# Passage shown:
Features

VexAI Features

A comprehensive look at every major capability, from conversation memory and multi-provider LLM support to the security observer, performance caching, identity system, and live thinking indicators.

Conversation Intelligence

VexAI maintains rich, persistent context for every conversation, far beyond a simple chat log. A two-tier memory system, semantic search, and full Discord message mirroring ensure the bot always knows what happened, even across restarts.

Two-Tier Conversation History

Messages flow through two storage layers:

Tier Storage Behaviour
Hot tier In-memory Fast access for the current session. Automatically populated on startup from the cold tier so no context is lost on restart.
Cold tier SQLite Persistent on disk. Every message is written here in real time, surviving process crashes and reboots.

Conversation Summaries

When a conversation grows long, VexAI generates a summary of the earlier exchanges and injects it into future prompts. This keeps token usage under control while preserving the essential context the bot needs to stay coherent.

Semantic Memory

Important facts, user preferences, key events, and decisions are stored in an FTS5-powered full-text search index. The bot can recall relevant memories on-the-fly, even if the original message is thousands of messages ago.

How it works: When the LLM identifies something worth remembering (a user preference, a decision, or a fact), it writes it to the semantic memory store. Future prompts automatically retrieve the most relevant memories via full-text search.

Local Message Database

VexAI maintains a full local mirror of Discord messages with FTS5 search. Messages are synced in real time as they arrive, and a background backfill process pulls in historical messages on first run.

# Things to do:
A: According to the VexAI features page, why does VexAI summarize earlier exchanges when a conversation grows long?
B: On the VexAI features page, what storage does the cold tier use?

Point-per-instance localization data
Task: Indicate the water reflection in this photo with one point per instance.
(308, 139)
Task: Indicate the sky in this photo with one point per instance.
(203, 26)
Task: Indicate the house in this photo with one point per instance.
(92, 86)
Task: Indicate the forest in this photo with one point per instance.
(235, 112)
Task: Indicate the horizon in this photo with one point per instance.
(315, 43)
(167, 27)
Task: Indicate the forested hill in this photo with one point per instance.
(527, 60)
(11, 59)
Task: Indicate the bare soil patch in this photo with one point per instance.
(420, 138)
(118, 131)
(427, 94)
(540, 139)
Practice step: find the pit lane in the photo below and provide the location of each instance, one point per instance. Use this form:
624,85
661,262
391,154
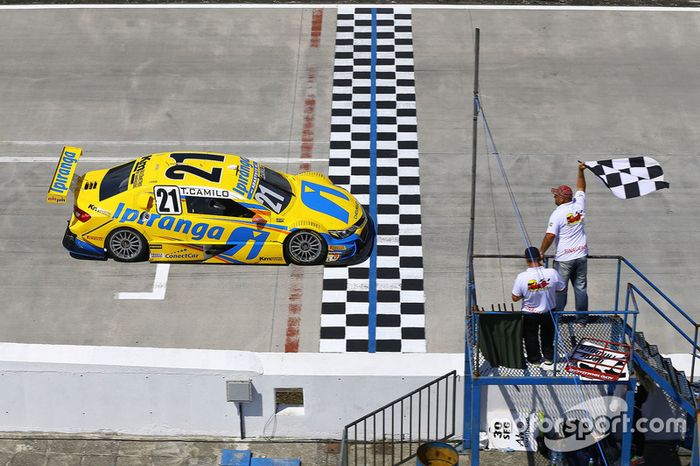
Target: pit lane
557,85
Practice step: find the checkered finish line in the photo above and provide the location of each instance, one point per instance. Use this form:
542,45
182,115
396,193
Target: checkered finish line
377,306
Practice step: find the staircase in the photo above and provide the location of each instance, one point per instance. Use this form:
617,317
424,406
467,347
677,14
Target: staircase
672,381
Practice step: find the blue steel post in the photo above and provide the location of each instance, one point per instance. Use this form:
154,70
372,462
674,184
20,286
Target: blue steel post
476,421
626,455
469,393
617,285
695,456
468,385
555,316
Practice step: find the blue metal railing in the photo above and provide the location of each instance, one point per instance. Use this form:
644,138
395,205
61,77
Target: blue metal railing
473,379
632,290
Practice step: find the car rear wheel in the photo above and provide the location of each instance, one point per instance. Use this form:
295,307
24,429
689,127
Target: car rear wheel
305,247
127,245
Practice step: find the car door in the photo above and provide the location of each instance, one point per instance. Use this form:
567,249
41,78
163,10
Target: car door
225,229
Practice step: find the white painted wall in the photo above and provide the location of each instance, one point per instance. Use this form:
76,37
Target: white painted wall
180,392
177,392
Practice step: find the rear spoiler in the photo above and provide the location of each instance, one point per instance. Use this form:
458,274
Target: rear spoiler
62,177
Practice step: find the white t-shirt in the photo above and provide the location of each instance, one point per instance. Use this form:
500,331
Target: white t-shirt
536,286
566,223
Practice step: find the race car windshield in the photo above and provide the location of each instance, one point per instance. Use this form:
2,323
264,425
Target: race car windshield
275,179
116,180
273,190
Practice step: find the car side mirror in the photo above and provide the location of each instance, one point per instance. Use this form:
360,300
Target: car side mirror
145,202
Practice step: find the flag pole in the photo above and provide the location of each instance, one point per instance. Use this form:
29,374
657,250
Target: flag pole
470,248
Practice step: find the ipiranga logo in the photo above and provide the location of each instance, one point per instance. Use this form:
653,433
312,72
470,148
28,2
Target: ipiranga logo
65,169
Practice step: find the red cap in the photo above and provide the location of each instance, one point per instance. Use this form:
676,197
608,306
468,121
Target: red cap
563,191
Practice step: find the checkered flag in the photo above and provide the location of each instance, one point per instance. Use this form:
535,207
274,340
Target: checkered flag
629,177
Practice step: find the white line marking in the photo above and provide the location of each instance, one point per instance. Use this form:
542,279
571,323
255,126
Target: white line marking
159,286
32,159
149,143
335,6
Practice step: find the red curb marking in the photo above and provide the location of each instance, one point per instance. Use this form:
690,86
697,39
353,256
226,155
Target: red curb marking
296,289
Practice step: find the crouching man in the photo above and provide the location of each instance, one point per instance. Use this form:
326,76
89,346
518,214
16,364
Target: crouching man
536,287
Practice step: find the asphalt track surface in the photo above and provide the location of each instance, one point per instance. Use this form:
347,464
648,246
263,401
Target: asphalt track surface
557,85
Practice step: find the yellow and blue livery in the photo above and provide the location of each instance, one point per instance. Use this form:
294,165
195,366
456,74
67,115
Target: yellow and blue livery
211,208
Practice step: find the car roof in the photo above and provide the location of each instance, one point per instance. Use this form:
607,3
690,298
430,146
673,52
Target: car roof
211,169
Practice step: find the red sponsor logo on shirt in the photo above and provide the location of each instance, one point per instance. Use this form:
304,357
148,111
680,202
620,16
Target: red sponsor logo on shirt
534,285
572,219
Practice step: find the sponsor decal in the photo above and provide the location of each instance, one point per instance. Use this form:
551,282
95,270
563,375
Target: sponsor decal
198,230
576,249
100,211
535,286
137,174
240,236
182,256
319,198
248,170
205,192
572,219
63,175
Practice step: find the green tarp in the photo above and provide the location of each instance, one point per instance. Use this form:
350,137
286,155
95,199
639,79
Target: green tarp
501,339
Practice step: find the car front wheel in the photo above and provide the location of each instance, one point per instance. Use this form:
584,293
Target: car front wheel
305,247
127,245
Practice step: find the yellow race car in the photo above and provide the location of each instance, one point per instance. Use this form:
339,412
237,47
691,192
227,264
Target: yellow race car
211,208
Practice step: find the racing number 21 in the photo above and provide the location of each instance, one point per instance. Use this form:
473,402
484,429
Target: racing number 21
168,200
177,171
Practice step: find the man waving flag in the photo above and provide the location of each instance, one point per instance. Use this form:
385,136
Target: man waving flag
629,177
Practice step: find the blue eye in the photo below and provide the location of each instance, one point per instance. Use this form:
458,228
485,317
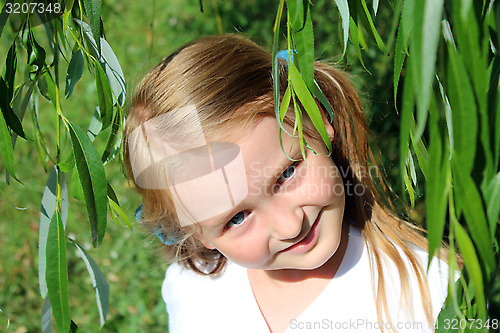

# Responses in order:
A: The summary is injected into future prompts, which keeps token usage under control. It also preserves the essential context the bot needs to stay coherent.

B: SQLite, persistent on disk.